__Exercise instructions__
Pick out each line in the items below that contains the word "glass" and copy it, treating uppercase and lowercase as different.

>> Start Given information

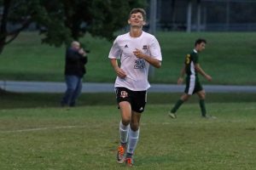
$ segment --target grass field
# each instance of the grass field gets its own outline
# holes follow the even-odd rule
[[[202,68],[213,84],[256,85],[256,32],[159,32],[163,63],[151,82],[176,83],[184,56],[197,37],[207,40],[201,54]],[[115,74],[108,55],[112,42],[86,36],[81,42],[90,49],[87,82],[113,82]],[[24,32],[0,55],[0,79],[63,82],[65,48],[40,43],[35,32]],[[203,83],[208,83],[201,78]]]
[[[208,103],[214,120],[195,103],[172,120],[169,107],[147,105],[134,169],[255,169],[255,102]],[[115,162],[119,120],[114,105],[2,109],[1,170],[125,169]]]

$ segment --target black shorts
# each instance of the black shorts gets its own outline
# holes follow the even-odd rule
[[[147,91],[132,91],[126,88],[116,88],[117,103],[128,101],[131,110],[137,113],[144,111],[147,103]]]
[[[203,88],[197,76],[189,76],[186,77],[186,88],[184,90],[185,94],[192,95],[195,93],[201,90],[203,90]]]

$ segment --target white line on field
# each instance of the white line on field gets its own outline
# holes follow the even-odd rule
[[[34,132],[44,130],[55,130],[55,129],[70,129],[70,128],[83,128],[86,126],[62,126],[62,127],[49,127],[49,128],[25,128],[17,130],[0,131],[0,133],[24,133],[24,132]]]

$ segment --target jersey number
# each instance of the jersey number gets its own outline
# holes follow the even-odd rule
[[[190,54],[187,54],[186,56],[186,64],[189,65],[190,63]]]
[[[137,60],[135,61],[134,68],[135,69],[143,69],[143,68],[145,68],[145,61],[144,61],[144,60]]]

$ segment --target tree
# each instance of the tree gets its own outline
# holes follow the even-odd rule
[[[86,32],[113,39],[126,25],[131,8],[145,5],[146,0],[0,0],[0,54],[32,23],[43,35],[42,42],[56,47]],[[8,30],[10,24],[20,27]]]

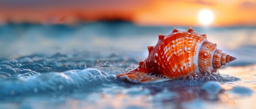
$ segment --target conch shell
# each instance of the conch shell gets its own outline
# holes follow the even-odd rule
[[[148,46],[149,54],[139,66],[118,78],[133,83],[154,83],[171,80],[191,72],[216,72],[222,65],[236,58],[217,49],[206,35],[174,28],[167,35],[159,35],[154,46]]]

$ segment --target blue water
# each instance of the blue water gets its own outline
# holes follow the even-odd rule
[[[137,67],[171,27],[2,25],[0,109],[253,109],[256,29],[194,28],[237,60],[209,79],[136,84],[116,75]]]

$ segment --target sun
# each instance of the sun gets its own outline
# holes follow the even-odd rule
[[[212,23],[214,19],[214,15],[210,10],[202,10],[198,14],[198,20],[204,25],[209,25]]]

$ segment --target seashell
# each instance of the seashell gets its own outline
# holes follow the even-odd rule
[[[157,44],[147,47],[149,54],[139,67],[117,75],[133,83],[154,83],[171,80],[191,72],[216,72],[218,69],[236,58],[217,49],[190,28],[187,31],[174,28],[173,32],[159,35]]]

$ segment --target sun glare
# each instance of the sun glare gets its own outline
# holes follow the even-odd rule
[[[208,10],[202,10],[198,14],[198,20],[202,24],[209,25],[214,18],[213,13]]]

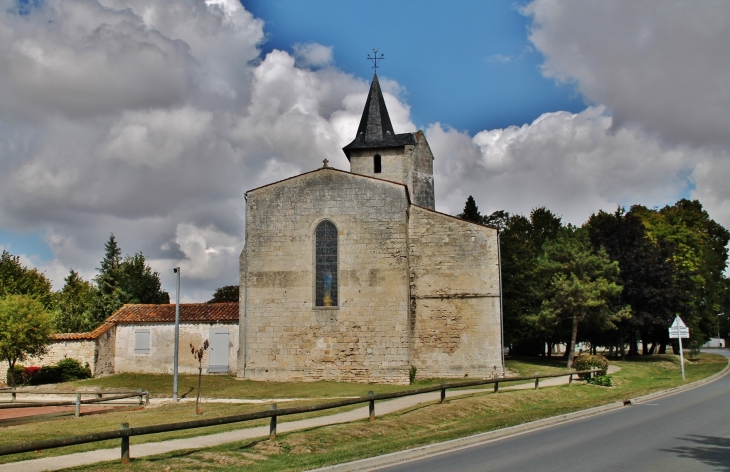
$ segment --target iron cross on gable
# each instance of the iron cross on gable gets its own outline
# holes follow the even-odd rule
[[[380,56],[378,56],[378,50],[373,49],[373,57],[370,57],[370,54],[368,54],[368,60],[373,61],[373,69],[377,72],[378,69],[378,61],[382,61],[385,59],[385,55],[381,52]]]

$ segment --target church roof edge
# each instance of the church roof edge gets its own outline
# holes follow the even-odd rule
[[[289,180],[298,179],[299,177],[303,177],[305,175],[313,174],[315,172],[328,171],[328,170],[329,171],[334,171],[334,172],[341,172],[343,174],[347,174],[347,175],[352,176],[352,177],[357,177],[357,178],[362,178],[362,179],[368,179],[368,180],[377,180],[378,182],[387,182],[389,184],[393,184],[393,185],[397,185],[399,187],[403,187],[405,189],[405,191],[406,191],[406,199],[408,200],[408,204],[411,205],[411,195],[408,192],[408,186],[406,184],[402,184],[400,182],[394,182],[392,180],[379,179],[377,177],[371,177],[369,175],[362,175],[362,174],[356,174],[354,172],[347,172],[346,170],[337,169],[336,167],[320,167],[319,169],[310,170],[309,172],[304,172],[302,174],[293,175],[291,177],[287,177],[286,179],[277,180],[276,182],[271,182],[269,184],[262,185],[260,187],[252,188],[251,190],[247,190],[246,191],[246,194],[248,194],[250,192],[255,192],[257,190],[261,190],[261,189],[264,189],[264,188],[267,188],[267,187],[271,187],[273,185],[277,185],[277,184],[280,184],[282,182],[286,182],[286,181],[289,181]]]
[[[448,213],[441,213],[440,211],[432,210],[432,209],[430,209],[430,208],[422,207],[422,206],[420,206],[420,205],[415,205],[415,204],[413,204],[412,206],[414,206],[414,207],[416,207],[416,208],[420,208],[421,210],[425,210],[425,211],[428,211],[428,212],[430,212],[430,213],[436,213],[437,215],[441,215],[441,216],[447,216],[447,217],[449,217],[449,218],[452,218],[452,219],[454,219],[454,220],[458,220],[458,221],[461,221],[462,223],[468,223],[468,224],[470,224],[470,225],[477,225],[477,226],[483,226],[483,227],[485,227],[485,228],[489,228],[489,229],[495,229],[495,230],[497,230],[497,231],[499,232],[499,228],[497,228],[496,226],[492,226],[492,225],[484,225],[484,224],[481,224],[481,223],[475,223],[475,222],[473,222],[473,221],[469,221],[469,220],[462,220],[462,219],[461,219],[461,218],[459,218],[458,216],[454,216],[454,215],[449,215]]]

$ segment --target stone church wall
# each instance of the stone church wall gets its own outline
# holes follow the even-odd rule
[[[406,155],[413,152],[414,146],[404,147]],[[407,185],[411,160],[404,158],[403,153],[403,147],[352,150],[350,152],[350,172]],[[377,174],[373,164],[373,156],[376,154],[380,154],[381,164],[381,171]]]
[[[407,146],[411,153],[408,188],[414,205],[433,210],[436,205],[433,188],[433,153],[423,131],[415,133],[416,145]],[[411,149],[408,149],[411,148]]]
[[[418,377],[501,370],[497,230],[412,206],[409,250]]]
[[[239,376],[408,383],[405,186],[320,169],[247,200]],[[338,229],[336,308],[314,306],[324,219]]]

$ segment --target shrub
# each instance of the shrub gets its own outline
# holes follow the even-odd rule
[[[33,377],[35,377],[38,372],[41,370],[40,367],[37,365],[32,365],[30,367],[26,367],[23,369],[23,372],[20,374],[20,383],[24,385],[28,385],[31,383]]]
[[[10,367],[8,367],[8,371],[6,373],[7,384],[10,385]],[[20,384],[21,379],[23,378],[23,366],[21,364],[15,364],[15,383]]]
[[[61,377],[64,382],[88,379],[91,377],[91,368],[89,367],[89,364],[87,363],[85,366],[82,366],[81,362],[76,359],[62,359],[58,361],[56,367],[61,370]]]
[[[411,370],[408,371],[408,379],[411,381],[411,385],[416,381],[416,372],[418,372],[418,369],[412,365]]]
[[[598,377],[593,377],[592,379],[588,379],[588,383],[593,385],[598,385],[600,387],[610,387],[611,386],[611,377],[608,375],[599,375]]]
[[[597,375],[597,377],[601,377],[605,376],[608,371],[608,359],[601,355],[580,355],[573,359],[573,367],[575,370],[601,369],[601,372],[598,372]],[[582,380],[585,380],[588,377],[590,377],[589,374],[583,374],[580,376]]]

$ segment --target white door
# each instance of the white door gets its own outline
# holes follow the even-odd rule
[[[210,328],[208,373],[228,372],[228,328]]]

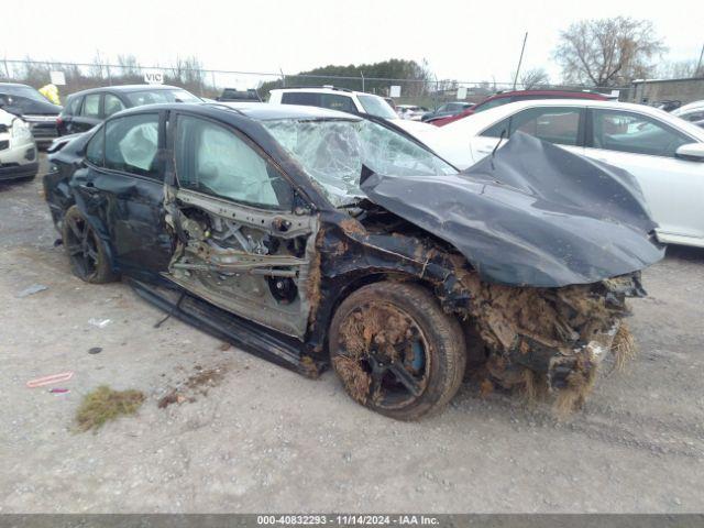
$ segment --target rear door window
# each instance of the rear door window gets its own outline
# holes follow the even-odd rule
[[[103,105],[106,118],[112,116],[113,113],[118,113],[120,110],[124,110],[124,105],[122,103],[120,98],[112,94],[106,94]]]
[[[141,113],[106,124],[106,168],[158,177],[158,114]]]
[[[82,97],[74,97],[66,108],[64,109],[64,113],[67,116],[76,116],[78,113],[78,109],[80,108],[80,101],[82,101]]]
[[[510,118],[510,134],[525,132],[558,145],[576,146],[580,134],[581,108],[529,108]]]
[[[354,101],[350,96],[338,96],[337,94],[320,94],[320,106],[340,112],[358,113]]]
[[[84,100],[84,108],[80,114],[85,118],[100,118],[100,94],[89,94]]]
[[[106,154],[106,128],[102,127],[91,138],[86,147],[86,160],[98,167],[102,167]]]
[[[606,151],[674,157],[694,140],[647,116],[623,110],[592,110],[592,146]]]
[[[292,209],[293,187],[233,131],[179,116],[175,143],[182,187],[257,208]]]

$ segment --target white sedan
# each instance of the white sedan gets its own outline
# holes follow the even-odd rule
[[[628,170],[660,224],[658,240],[704,248],[704,129],[641,105],[552,99],[469,116],[424,141],[466,168],[515,131]]]

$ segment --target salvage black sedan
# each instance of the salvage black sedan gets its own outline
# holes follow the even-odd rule
[[[51,157],[73,270],[415,419],[465,365],[576,405],[662,256],[632,179],[516,134],[465,173],[311,107],[127,110]]]

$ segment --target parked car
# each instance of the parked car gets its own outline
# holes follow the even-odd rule
[[[226,88],[218,101],[223,102],[262,102],[262,98],[255,89],[238,90],[237,88]]]
[[[0,110],[0,182],[32,179],[38,170],[36,143],[30,125]]]
[[[432,121],[432,124],[436,127],[444,127],[448,123],[452,123],[460,119],[464,119],[468,116],[472,116],[474,113],[483,112],[485,110],[490,110],[492,108],[501,107],[503,105],[508,105],[509,102],[516,101],[529,101],[534,99],[588,99],[593,101],[608,101],[613,100],[612,96],[605,96],[604,94],[597,94],[588,90],[514,90],[514,91],[504,91],[501,94],[496,94],[494,96],[487,97],[479,105],[473,106],[472,108],[468,108],[466,110],[462,110],[462,112],[457,116],[452,116],[449,118],[437,119]]]
[[[639,270],[662,257],[627,182],[562,153],[536,166],[550,185],[526,174],[530,196],[506,185],[536,145],[518,150],[487,179],[378,118],[160,105],[69,141],[44,189],[81,279],[122,276],[169,315],[301,374],[332,365],[360,404],[415,419],[452,398],[468,360],[506,386],[535,371],[584,396],[622,350]]]
[[[430,123],[436,119],[457,116],[462,111],[468,110],[474,106],[475,105],[473,102],[466,102],[466,101],[446,102],[444,105],[440,106],[436,111],[426,112],[420,120],[425,123]]]
[[[0,108],[22,118],[37,144],[46,145],[56,138],[56,118],[62,107],[50,102],[31,86],[0,82]]]
[[[685,121],[690,121],[697,127],[704,127],[704,100],[689,102],[683,107],[672,110],[670,113]]]
[[[273,105],[304,105],[310,107],[329,108],[341,112],[373,116],[391,121],[420,141],[431,127],[426,123],[402,119],[394,108],[383,97],[363,91],[348,90],[326,86],[322,88],[282,88],[272,90],[268,99]],[[404,107],[403,105],[400,107]],[[398,110],[399,107],[396,107]]]
[[[680,108],[682,106],[682,101],[663,100],[663,101],[653,102],[651,106],[654,108],[659,108],[660,110],[664,110],[666,112],[671,112]]]
[[[86,132],[125,108],[161,102],[200,102],[183,88],[168,85],[123,85],[72,94],[58,117],[58,135]]]
[[[536,100],[448,124],[439,131],[448,135],[435,148],[460,168],[469,167],[516,131],[628,170],[660,224],[658,240],[704,246],[704,130],[644,105]]]
[[[400,119],[420,121],[420,119],[428,113],[428,109],[426,107],[418,107],[417,105],[396,105],[396,113]]]

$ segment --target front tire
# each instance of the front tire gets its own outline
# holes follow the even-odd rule
[[[330,324],[330,359],[358,403],[399,420],[438,413],[464,374],[464,336],[421,286],[374,283],[351,294]]]
[[[100,239],[76,206],[72,206],[64,216],[62,239],[70,267],[78,278],[91,284],[118,279]]]

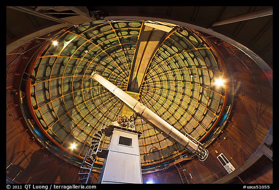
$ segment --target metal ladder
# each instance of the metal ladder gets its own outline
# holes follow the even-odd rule
[[[93,138],[92,146],[86,152],[78,172],[78,181],[81,184],[87,184],[89,182],[94,162],[97,158],[97,152],[100,151],[99,149],[102,138],[102,129],[96,132]],[[94,177],[95,178],[94,176],[92,176],[91,184],[92,183]]]

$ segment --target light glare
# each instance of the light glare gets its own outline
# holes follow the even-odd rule
[[[76,143],[73,143],[71,144],[71,146],[70,146],[70,148],[71,150],[74,150],[74,149],[76,149],[76,148],[77,147],[77,144],[76,144]]]
[[[53,41],[52,42],[52,45],[54,45],[55,46],[58,44],[58,43],[57,41]]]

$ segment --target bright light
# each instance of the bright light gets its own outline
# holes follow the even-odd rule
[[[221,87],[225,84],[225,80],[222,78],[217,78],[215,79],[215,84],[217,87]]]
[[[57,42],[57,41],[53,41],[52,42],[52,45],[56,46],[56,45],[58,45],[58,43]]]
[[[76,149],[76,147],[77,147],[77,144],[75,143],[72,143],[70,146],[70,149],[71,149],[71,150],[74,150],[74,149]]]

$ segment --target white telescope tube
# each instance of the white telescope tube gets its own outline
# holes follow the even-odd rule
[[[91,77],[103,85],[136,113],[140,114],[143,118],[170,136],[181,145],[195,153],[200,161],[203,161],[206,159],[208,156],[208,151],[202,148],[200,142],[189,134],[187,134],[187,136],[190,138],[182,134],[142,103],[101,76],[98,73],[93,72]]]

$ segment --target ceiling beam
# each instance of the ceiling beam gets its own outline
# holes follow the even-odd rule
[[[212,27],[272,15],[273,15],[273,9],[272,7],[215,22],[212,24]]]

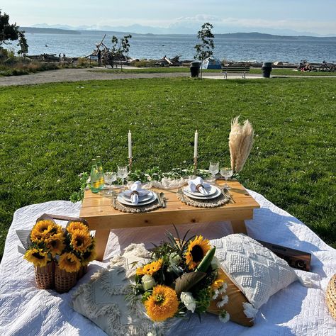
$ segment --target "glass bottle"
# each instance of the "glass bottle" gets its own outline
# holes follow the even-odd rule
[[[92,167],[90,174],[91,191],[93,193],[99,191],[99,174],[98,173],[97,162],[96,159],[92,159]]]
[[[101,158],[100,156],[96,157],[96,161],[97,162],[97,170],[99,174],[99,189],[101,190],[103,188],[103,164],[101,164]]]

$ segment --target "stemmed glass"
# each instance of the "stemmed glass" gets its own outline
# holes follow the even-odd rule
[[[233,174],[233,170],[232,169],[231,167],[223,167],[223,168],[220,168],[220,175],[222,175],[224,179],[225,179],[225,181],[228,181],[228,179],[229,177],[231,177]],[[230,186],[228,185],[227,183],[224,185],[224,188],[226,189],[230,189]]]
[[[122,187],[123,187],[125,179],[128,175],[127,166],[118,166],[117,175],[118,177],[120,177],[121,179]]]
[[[113,182],[116,181],[117,179],[117,174],[114,172],[106,172],[103,174],[103,179],[108,184],[108,192],[107,193],[108,195],[112,194],[111,191],[111,184]]]
[[[215,179],[215,174],[219,172],[219,162],[210,162],[209,172],[213,174],[213,179]]]

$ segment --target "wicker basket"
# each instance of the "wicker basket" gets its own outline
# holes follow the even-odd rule
[[[55,289],[58,293],[69,291],[77,282],[78,271],[68,272],[56,265],[55,269]]]
[[[39,289],[54,289],[55,263],[48,262],[43,267],[35,267],[35,280]]]
[[[334,274],[327,287],[327,306],[331,315],[336,320],[336,274]]]

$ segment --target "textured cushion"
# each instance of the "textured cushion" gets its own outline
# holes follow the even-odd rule
[[[219,314],[220,309],[217,307],[217,303],[222,300],[223,296],[227,295],[229,301],[224,306],[224,309],[230,314],[230,320],[242,325],[252,327],[254,325],[251,318],[247,318],[245,315],[244,305],[248,303],[248,300],[238,287],[230,279],[223,269],[220,269],[218,272],[221,277],[228,284],[226,293],[222,296],[219,296],[215,300],[213,300],[210,304],[210,307],[207,311],[212,314]]]
[[[211,243],[223,270],[256,308],[298,279],[286,261],[247,235],[230,235]]]
[[[125,296],[135,264],[146,263],[149,257],[143,244],[128,246],[122,256],[112,258],[108,269],[102,269],[89,283],[79,286],[74,295],[73,308],[109,335],[147,335],[152,323],[143,313],[142,305],[130,306]]]

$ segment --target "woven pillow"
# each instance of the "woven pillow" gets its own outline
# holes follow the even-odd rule
[[[249,307],[250,303],[246,296],[230,279],[223,269],[220,269],[218,272],[221,276],[220,277],[226,282],[228,288],[225,293],[218,296],[218,298],[211,302],[206,311],[212,314],[219,315],[221,309],[217,307],[217,303],[223,299],[223,296],[227,295],[229,301],[224,306],[224,309],[230,314],[230,320],[246,327],[252,327],[254,324],[253,318],[255,312],[252,310],[252,314],[247,313],[251,311],[251,308]]]
[[[150,254],[143,244],[132,244],[121,256],[112,258],[108,269],[95,273],[91,281],[79,287],[72,308],[90,319],[109,335],[147,335],[152,322],[138,306],[125,301],[137,262],[148,262]],[[141,305],[141,303],[137,303]],[[142,305],[141,305],[142,306]]]
[[[230,235],[211,243],[225,272],[257,309],[298,279],[286,261],[247,235]]]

>> End Given information

__Answer to the exercise__
$ segment --target "glass bottle"
# each instance of the "glass bottle" gets its own outline
$ segment --target "stemmed glass"
# each instance of the "stemmed glass" gets its own outline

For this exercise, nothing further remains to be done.